Required work:
Could you rewrite all of the entries below with "positive clicks" renamed to "foreground clicks", keep everything else unchanged, and leave out the pictures?

Supplied data:
::::

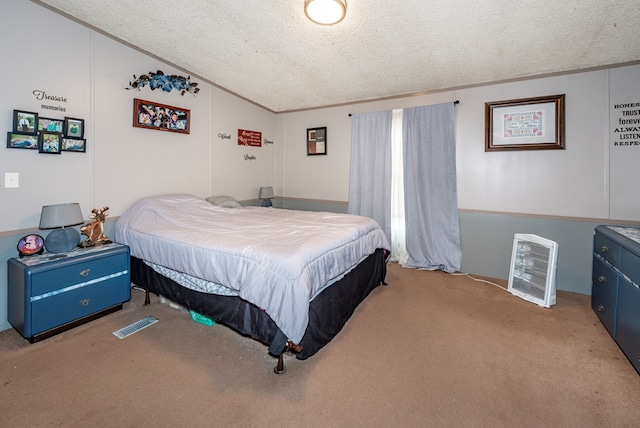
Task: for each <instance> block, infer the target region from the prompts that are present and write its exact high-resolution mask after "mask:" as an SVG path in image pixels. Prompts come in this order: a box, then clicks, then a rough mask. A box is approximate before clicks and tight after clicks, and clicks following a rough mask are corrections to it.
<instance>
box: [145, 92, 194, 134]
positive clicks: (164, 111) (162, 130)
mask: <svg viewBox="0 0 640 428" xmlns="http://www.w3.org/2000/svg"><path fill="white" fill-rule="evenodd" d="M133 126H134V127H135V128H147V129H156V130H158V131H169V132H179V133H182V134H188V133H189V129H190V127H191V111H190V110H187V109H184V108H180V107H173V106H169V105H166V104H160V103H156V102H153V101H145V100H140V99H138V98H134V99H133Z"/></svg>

::::

The completed task:
Task: for each <instance> block, infer the target region from the prompts that are present and write its exact high-resolution mask after "mask:" as an SVG path in image pixels. Prompts come in this order: a box, then clicks, then a rough mask. A box is approximate before clicks and tight after clicks, and clicks following a rough mask are corrections to it.
<instance>
box: [145, 92, 194, 134]
foreground clicks: (164, 111) (162, 130)
mask: <svg viewBox="0 0 640 428" xmlns="http://www.w3.org/2000/svg"><path fill="white" fill-rule="evenodd" d="M133 126H134V127H135V128H147V129H156V130H158V131H169V132H179V133H182V134H188V133H189V129H190V127H191V111H190V110H187V109H184V108H180V107H173V106H169V105H166V104H160V103H156V102H153V101H145V100H140V99H138V98H134V99H133Z"/></svg>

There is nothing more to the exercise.